Set task – Set down, word for word, the stretch of the wedding-day text from "About 20 minutes" through "and travel safely.".

*** Excerpted text

It's been 10 months since our wedding, but I still enjoy reading anything wedding-related. In fact, I haven't unsubscribed to bridal online magazines or websites to this day. Not only do they remind me of our own wedding; I also love seeing how other people's Big Day turned out. 

Today, KP (or should I say, KPS) of Kosher Adobo, will share an interesting story from their unconventional wedding. KPS, like Shayne, is very much Filipino by heart despite having lived most of her life abroad. She writes eloquently, thus it's no surprise that she's been featured in Rappler and twice in WordPress' Freshly Pressed


KP as she 'dances' down the aisle
KP as she 'dances' down the aisle The Newlyweds, Mr. & Mrs. S
The Newlyweds, Mr. & Mrs. S

About 20 minutes before my hair appointment and two and a half hours before J.’s and my wedding, I was at the mall looking for underwear.

Though I remembered to bring my wedding dress, shoes, and a bottle of nail polish to the hotel where my family and I had spent the night, I had forgotten everything else. My spotty memory is the reason I was wearing my floral romper for the second day in a row: the same one I wore at the bar the night prior when we welcomed our guests, the one I would wear at breakfast the next day when we said “goodbye and travel safely.

” The only thing that makes each outfit different is what I had on my head: a floral wreath J. picked up for me at King Richard’s Faire (Saturday night), a tangled mess (Sunday afternoon), and a few wayward bobbypins I forgot to remove (Monday morning).

“I’m getting married in a couple hours,” I said. “My dress is covered with sequins, so I need my underwear to be invisible.”

“Congratulations! I’m getting married in October,” the salesperson said, as I followed her to what I hoped would be a selection of paper-thin panties. Maybe I’d buy a pair with a butterfly or an applique rabbit or even a caption like “Huzzah!” Instead, I was staring down a wall of Spanx.

For those who are unfamiliar with Spanx and its cousins, it is euphemistically called intimate shapewear (i.e. it can reduce your waistline and suck in your stomach for you.) They are as much a many body-con dress-wearing fashionista’s secret as they are public knowledge. In 1985’s St. Elmo’s Fire in which, in the middle of making out with his college friend, Billy Hicks reaches under Wendy Beamish’s dress, feels her shapewear and asks about her scuba-suit. Later in Bridget Jones Diary, Daniel Cleaver calls them “gigantic underpants (hello, Mummy!

).”

While many articles out there explore how they literally choke your viscera, causing some pain and shallow breathing, I have to confess that I understand their appeal.  You know those nights when you eat so much that you have to unzip your pants? Think of your Spanx as the thing that holds it in. Movie stars swear by it, as have I, who wore them more than several times back in 2006 when sweater dresses were in fashion.

But, until the afternoon of my wedding, I hadn’t even considered wearing them in almost eight years. I can’t remember why I stopped. It might have been for a reason as simple as my shrinking my sweater dresses into crop-tops when I threw them into the dryer on high heat. Maybe it’s because my sartorial tastes had changed. It could have been my hatred of Photoshopped images and my disgust with the bodyshaming culture. Or maybe I just wanted my hooha to breath in, breath out.

******
*** Data shown

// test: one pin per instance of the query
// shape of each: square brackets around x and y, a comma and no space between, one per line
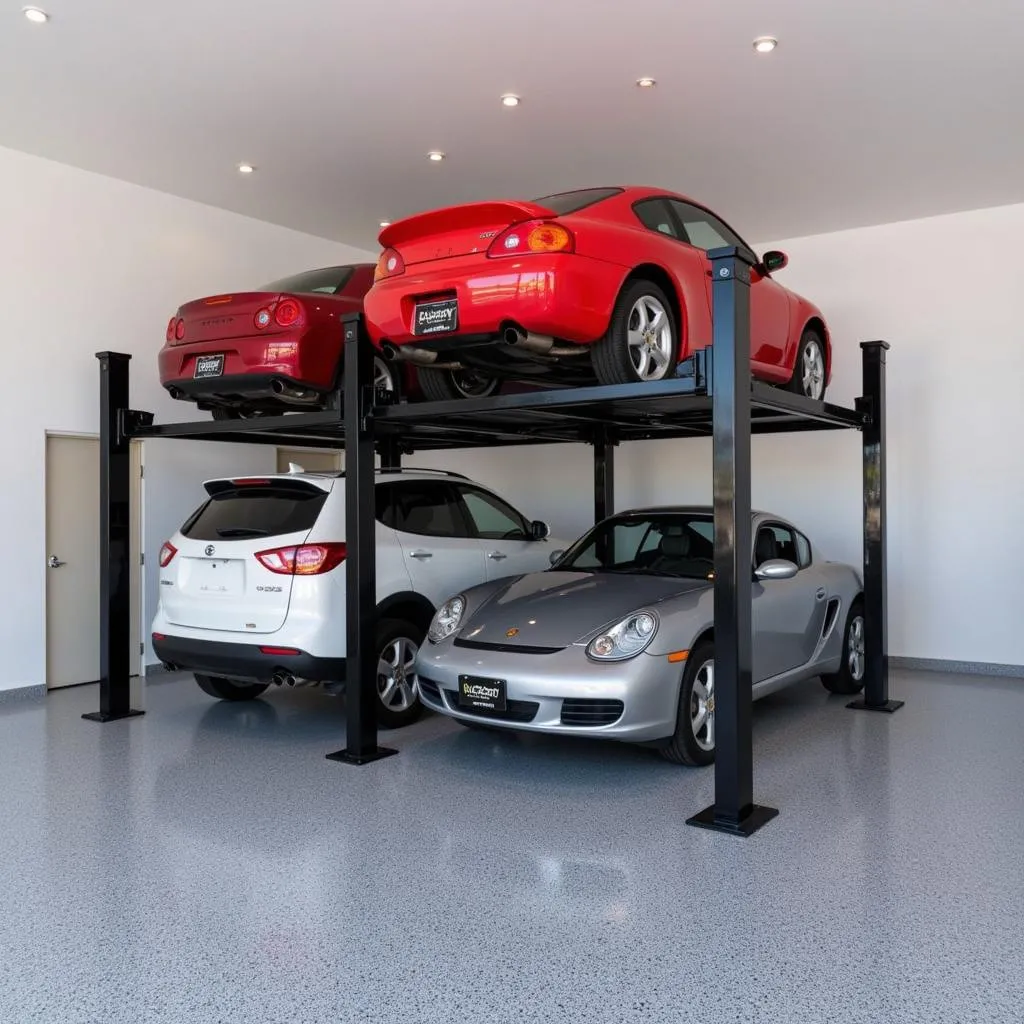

******

Response –
About 20 minutes before my hair appointment and two and a half hours before J.’s and my wedding, I was at the mall looking for underwear.

Though I remembered to bring my wedding dress, shoes, and a bottle of nail polish to the hotel where my family and I had spent the night, I had forgotten everything else. My spotty memory is the reason I was wearing my floral romper for the second day in a row: the same one I wore at the bar the night prior when we welcomed our guests, the one I would wear at breakfast the next day when we said “goodbye and travel safely.